Excerpted text =>
_ _ _ _

A Homeless Conscience in a Post-Everything World

by Joel Schalit

Pub Date: Feb. 1st, 2001
ISBN: 1-888451-17-3
Publisher: Akashic

Four scattershot essays from Punk Planet editor Schalit, a political scientist based in San Francisco, offers his thoughts on capitalism, fundamentalism, Israel, religion, and music.

This “cosmopolitan Jew from nowhere” has always had an interest in religion, he tells us, and his first section begins promisingly with a solid discussion of Christian fundamentalism's methods of information dissemination. From there, however, Schalit moves on to the agenda of George W. Bush, the Heaven’s Gate cult, and the fact that for him, “religion is all about death.” Without an organizing principle, and with side jaunts to discuss the mistakes of a never-defined “left” and the failings of America’s economy, it’s not easy to discern just what point the author is trying to make. Ultimately, Joel Schalit’s essays function best as a guide to the meandering preoccupations of Joel Schalit, and this holds true whether he’s discussing communism, music, or Israel. The author may have much to say about the economy of independent record labels and anticapitalism, but the most vivid (and silliest) moment in his earnest rock ’n’ roll piece is an account of how he and a friend protested the commodification of punk music by telephoning radio stations and impersonating Kurt Cobain. Meanwhile, Schalit’s moral philosophizing dominates throughout: although he was horrified, for example, by the genocidal acts against Muslims in the Balkans, the idea that America's intervention might have had geo-economic motivations rendered the involvement “not pure enough” for his taste. The author is on more solid ground when he talks about his family's history in Israel, but this too devolves into a discussion of how he forced himself to forget Hebrew “out of disgust with the moral inconsistencies of Israel.”

Full of energy and a generalized need to protest injustice, but without a cogent argument that would compel the reader to care.

_ _ _ _

Data =>
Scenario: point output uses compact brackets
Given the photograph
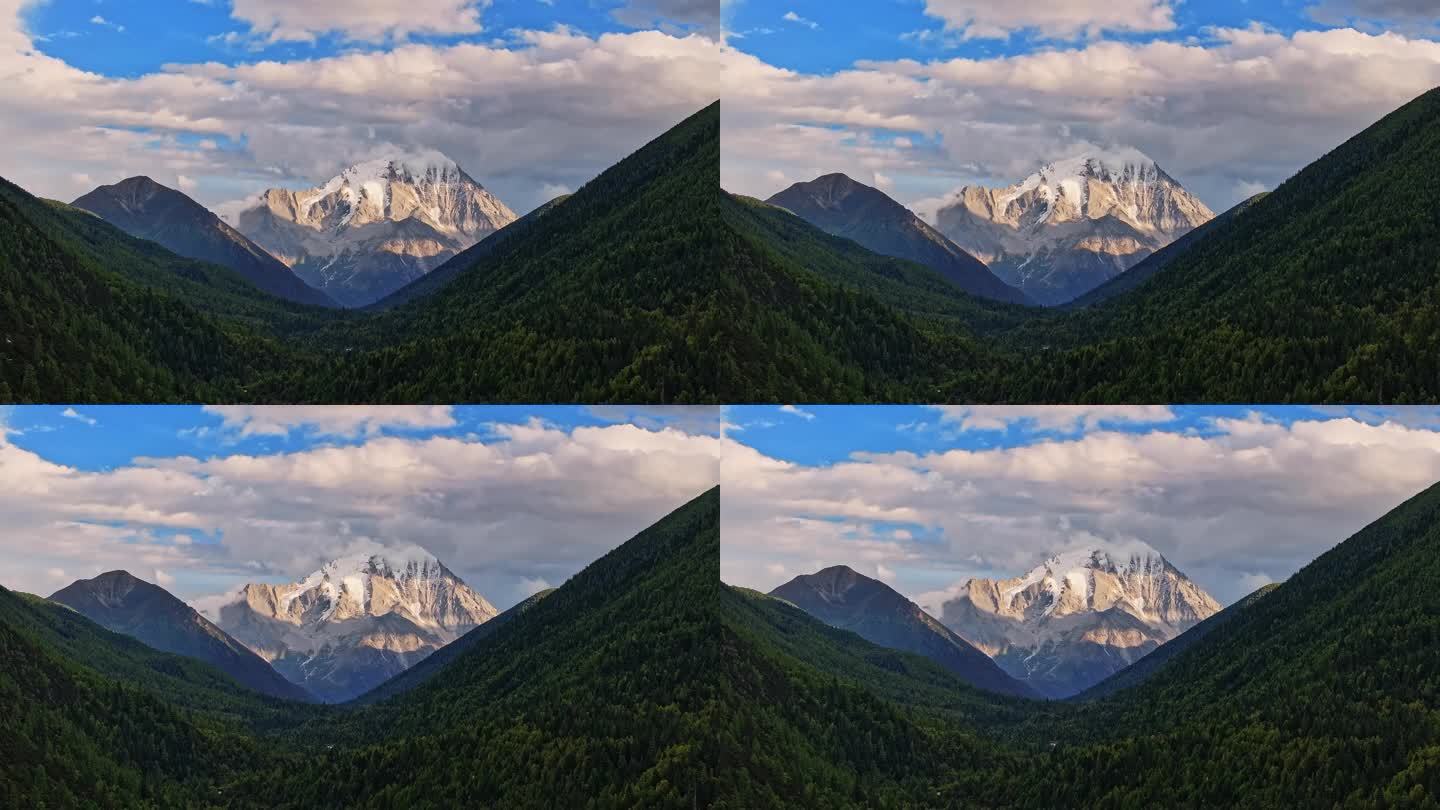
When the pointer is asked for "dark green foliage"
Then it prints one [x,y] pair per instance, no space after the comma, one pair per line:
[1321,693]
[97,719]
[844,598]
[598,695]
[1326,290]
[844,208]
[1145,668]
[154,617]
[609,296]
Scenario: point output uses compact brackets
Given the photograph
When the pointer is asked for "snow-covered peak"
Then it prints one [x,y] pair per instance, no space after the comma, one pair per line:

_ _ _ _

In the book review, change "scattershot" to "wide-ranging" and give the passage starting at "Pub Date: Feb." and ending at "religion, and music.".

Result =>
Pub Date: Feb. 1st, 2001
ISBN: 1-888451-17-3
Publisher: Akashic

Four wide-ranging essays from Punk Planet editor Schalit, a political scientist based in San Francisco, offers his thoughts on capitalism, fundamentalism, Israel, religion, and music.